**TASK ITEM**:
The data that follows should be copied out exactly.
-------- DATA FOR THE TASK --------
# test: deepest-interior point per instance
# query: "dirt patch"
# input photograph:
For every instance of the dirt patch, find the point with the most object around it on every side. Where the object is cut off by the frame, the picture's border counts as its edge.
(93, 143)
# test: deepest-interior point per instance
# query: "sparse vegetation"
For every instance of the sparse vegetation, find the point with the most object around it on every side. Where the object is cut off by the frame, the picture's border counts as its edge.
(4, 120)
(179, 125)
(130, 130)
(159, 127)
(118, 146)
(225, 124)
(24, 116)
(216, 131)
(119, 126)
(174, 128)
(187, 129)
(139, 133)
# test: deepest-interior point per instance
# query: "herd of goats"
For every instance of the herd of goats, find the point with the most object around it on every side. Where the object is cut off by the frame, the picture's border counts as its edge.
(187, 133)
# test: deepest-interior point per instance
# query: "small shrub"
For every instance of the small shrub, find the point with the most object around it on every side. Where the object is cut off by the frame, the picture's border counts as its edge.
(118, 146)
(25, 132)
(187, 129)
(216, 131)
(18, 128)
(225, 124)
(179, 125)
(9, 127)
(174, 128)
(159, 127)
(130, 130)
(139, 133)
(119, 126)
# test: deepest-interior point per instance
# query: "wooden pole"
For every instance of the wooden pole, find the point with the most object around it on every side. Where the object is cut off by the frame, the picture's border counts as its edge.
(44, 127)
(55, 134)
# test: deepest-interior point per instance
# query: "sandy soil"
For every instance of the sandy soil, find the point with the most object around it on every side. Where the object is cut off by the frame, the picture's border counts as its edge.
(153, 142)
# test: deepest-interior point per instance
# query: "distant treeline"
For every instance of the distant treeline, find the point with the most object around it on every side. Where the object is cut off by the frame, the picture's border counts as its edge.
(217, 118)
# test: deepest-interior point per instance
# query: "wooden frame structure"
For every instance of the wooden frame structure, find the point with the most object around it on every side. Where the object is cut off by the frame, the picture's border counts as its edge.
--------
**FINISHED TASK**:
# test: deepest-interior point per instance
# query: "dirt patch"
# input photograph:
For every instance of the dirt patch, find the point with the most object around it on every side. Where the object is cut off by the frame, the picture's border counts as its edge.
(93, 143)
# test: deepest-interior point per instance
# query: "sparse vegetation"
For every instance of the sparse vegetation, find the point with the most object around it on every side. Where the object is cut off by the frame, the picture's border counts as its edge.
(4, 120)
(179, 125)
(130, 130)
(159, 127)
(118, 146)
(225, 124)
(24, 116)
(216, 131)
(119, 126)
(174, 128)
(187, 129)
(139, 133)
# test: deepest-interior point per instance
# query: "herd of goats"
For every instance of the herd of goats, find the point with the most object around it on every side. Where the object is cut off by the frame, the picture's border counts as its edge.
(187, 133)
# test: deepest-interior point per instance
# query: "small shrub"
For every instance of the small shrub, find the point with the most object around it on every side. Where the object is cut off by the frame, the picture's border counts as its edge.
(118, 146)
(25, 132)
(187, 129)
(216, 131)
(18, 128)
(225, 124)
(179, 125)
(9, 127)
(174, 128)
(159, 127)
(130, 130)
(139, 133)
(119, 126)
# test: deepest-interior point per instance
# query: "wooden pole"
For every instance of the wooden pole, find the point with the most object around it on every side. Where the object is cut off by the frame, the picture's border counts as its edge.
(44, 127)
(55, 134)
# test: deepest-interior point per instance
# query: "sandy soil"
For every instance of the sandy soil, find the point with the most object around it on every side. Where the object is cut off by the frame, the picture's border counts as its edge.
(153, 142)
# test: deepest-interior point per instance
# query: "distant treeline"
For every instance of the distant treeline, find the point with the most object around it on every side. Where the object is cut off by the frame, the picture's border counts as its edge.
(217, 118)
# test: deepest-interior point per instance
# query: "wooden frame structure"
For every instance of the wooden frame structure, find the point with the most object around it on every side. Where the object is cut off by the frame, the picture's border counts as its edge.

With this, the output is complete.